*** Opening of PROVIDED DATA ***

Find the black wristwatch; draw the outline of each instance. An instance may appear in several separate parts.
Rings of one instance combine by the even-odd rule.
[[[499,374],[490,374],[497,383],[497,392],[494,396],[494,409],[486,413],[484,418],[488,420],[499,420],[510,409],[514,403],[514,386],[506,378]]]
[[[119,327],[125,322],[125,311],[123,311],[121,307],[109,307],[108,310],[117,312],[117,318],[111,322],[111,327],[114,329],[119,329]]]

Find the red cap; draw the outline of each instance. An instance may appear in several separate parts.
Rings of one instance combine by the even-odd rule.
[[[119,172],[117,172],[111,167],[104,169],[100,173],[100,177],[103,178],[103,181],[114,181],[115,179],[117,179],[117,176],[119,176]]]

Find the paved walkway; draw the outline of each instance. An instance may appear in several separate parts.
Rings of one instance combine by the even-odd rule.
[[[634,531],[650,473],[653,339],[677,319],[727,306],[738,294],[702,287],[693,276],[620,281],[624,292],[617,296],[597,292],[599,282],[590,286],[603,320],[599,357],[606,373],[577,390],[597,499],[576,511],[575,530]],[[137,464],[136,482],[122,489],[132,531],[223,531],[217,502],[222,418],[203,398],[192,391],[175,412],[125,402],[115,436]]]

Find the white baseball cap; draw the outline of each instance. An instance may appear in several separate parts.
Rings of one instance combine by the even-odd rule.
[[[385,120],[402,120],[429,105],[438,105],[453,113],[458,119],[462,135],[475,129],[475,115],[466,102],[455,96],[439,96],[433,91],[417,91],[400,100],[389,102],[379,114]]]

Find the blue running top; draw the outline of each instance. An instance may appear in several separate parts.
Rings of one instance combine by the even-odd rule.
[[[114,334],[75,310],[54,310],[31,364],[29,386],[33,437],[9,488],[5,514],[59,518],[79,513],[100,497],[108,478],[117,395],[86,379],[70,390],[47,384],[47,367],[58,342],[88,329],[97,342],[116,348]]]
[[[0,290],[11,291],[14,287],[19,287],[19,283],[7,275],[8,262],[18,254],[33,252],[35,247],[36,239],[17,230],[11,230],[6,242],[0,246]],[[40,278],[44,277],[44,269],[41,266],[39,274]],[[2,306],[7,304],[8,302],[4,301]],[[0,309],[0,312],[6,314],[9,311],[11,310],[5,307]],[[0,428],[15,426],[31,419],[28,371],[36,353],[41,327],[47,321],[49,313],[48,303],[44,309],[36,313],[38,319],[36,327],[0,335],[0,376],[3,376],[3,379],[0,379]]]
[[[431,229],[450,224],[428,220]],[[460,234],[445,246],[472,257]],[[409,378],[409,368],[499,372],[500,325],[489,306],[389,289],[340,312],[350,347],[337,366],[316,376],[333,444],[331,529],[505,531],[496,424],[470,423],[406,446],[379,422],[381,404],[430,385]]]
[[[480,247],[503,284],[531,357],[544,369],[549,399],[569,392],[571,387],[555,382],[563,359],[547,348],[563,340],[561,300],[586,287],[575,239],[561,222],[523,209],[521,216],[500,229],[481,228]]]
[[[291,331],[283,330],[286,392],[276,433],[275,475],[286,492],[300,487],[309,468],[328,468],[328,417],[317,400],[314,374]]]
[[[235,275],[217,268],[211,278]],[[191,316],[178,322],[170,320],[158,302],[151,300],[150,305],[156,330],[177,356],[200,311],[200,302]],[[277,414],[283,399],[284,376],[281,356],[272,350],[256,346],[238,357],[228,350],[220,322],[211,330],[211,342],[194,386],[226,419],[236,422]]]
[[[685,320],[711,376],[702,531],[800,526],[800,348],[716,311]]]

*** Close of PROVIDED DATA ***

EXERCISE DETAILS: Copy out each entry once more, character for character.

SOLUTION TO THIS TASK:
Find the black wristwatch; draw the outline of each instance. An instance may appear in several separate parts.
Rings of one instance combine by the even-odd rule.
[[[499,374],[490,374],[497,383],[497,392],[494,396],[494,409],[486,413],[484,418],[488,420],[499,420],[510,409],[514,403],[514,386],[506,378]]]
[[[119,327],[125,322],[125,311],[123,311],[121,307],[109,307],[108,310],[117,312],[117,318],[111,322],[111,327],[114,329],[119,329]]]

Find the red cap; draw the outline of each instance. An instance may appear in several separate parts.
Rings of one instance combine by the even-odd rule.
[[[119,172],[117,172],[111,167],[104,169],[100,173],[100,177],[103,178],[103,181],[114,181],[115,179],[117,179],[117,176],[119,176]]]

Find the paved walkway; draw the outline of each instance. An instance may appear in several separate parts.
Rings of one instance combine by the even-odd rule.
[[[634,531],[650,473],[653,339],[677,319],[727,306],[738,294],[702,287],[693,276],[620,281],[624,292],[617,296],[597,292],[599,282],[590,286],[603,320],[599,357],[606,373],[577,390],[597,499],[576,511],[575,530]],[[137,464],[136,482],[122,489],[132,531],[223,531],[217,502],[222,418],[203,398],[192,391],[175,412],[125,402],[115,436]]]

Find the white baseball cap; draw the outline of each instance. An instance may appear in several separate parts.
Rings of one instance combine by the even-odd rule.
[[[385,120],[402,120],[429,105],[438,105],[453,113],[458,119],[462,135],[475,129],[475,115],[466,102],[455,96],[439,96],[433,91],[417,91],[400,100],[389,102],[379,114]]]

Find the blue running top; draw the outline of each instance. An instance may appear in several separate parts.
Rings of one instance combine by the even-odd rule.
[[[114,334],[75,310],[54,310],[31,364],[29,386],[33,437],[9,488],[5,514],[59,518],[79,513],[100,497],[108,478],[117,395],[86,379],[70,390],[47,384],[47,367],[58,342],[88,329],[97,342],[116,348]]]
[[[0,290],[11,291],[14,287],[19,287],[19,283],[7,275],[8,262],[18,254],[33,252],[35,247],[36,239],[17,230],[11,230],[6,242],[0,246]],[[40,278],[44,277],[44,269],[41,266],[39,274]],[[2,306],[7,304],[8,302],[4,301]],[[0,309],[0,312],[6,314],[9,311],[11,310],[5,307]],[[0,428],[15,426],[31,419],[28,371],[36,353],[41,327],[47,321],[49,313],[48,303],[44,309],[36,313],[38,319],[36,327],[0,335],[0,376],[3,376],[3,379],[0,379]]]
[[[431,229],[450,224],[428,220]],[[460,234],[445,246],[472,257]],[[409,378],[409,368],[499,372],[500,325],[489,306],[389,289],[340,312],[350,347],[337,366],[316,376],[333,444],[331,529],[505,531],[496,424],[470,423],[406,446],[379,422],[381,404],[430,385]]]
[[[480,247],[503,284],[531,357],[544,369],[549,399],[569,392],[571,387],[555,382],[563,359],[547,348],[563,340],[561,300],[586,287],[575,239],[561,222],[523,209],[521,216],[500,229],[481,228]]]
[[[291,331],[283,330],[286,392],[276,433],[275,475],[286,492],[300,487],[309,468],[328,468],[328,417],[317,400],[314,374]]]
[[[235,275],[217,268],[211,278]],[[191,316],[178,322],[170,320],[158,302],[151,300],[150,305],[156,330],[177,356],[200,311],[200,302]],[[277,414],[283,399],[284,376],[281,356],[272,350],[256,346],[238,357],[228,350],[220,322],[211,330],[211,342],[194,386],[226,419],[236,422]]]
[[[685,320],[711,376],[702,531],[800,526],[800,348],[716,311]]]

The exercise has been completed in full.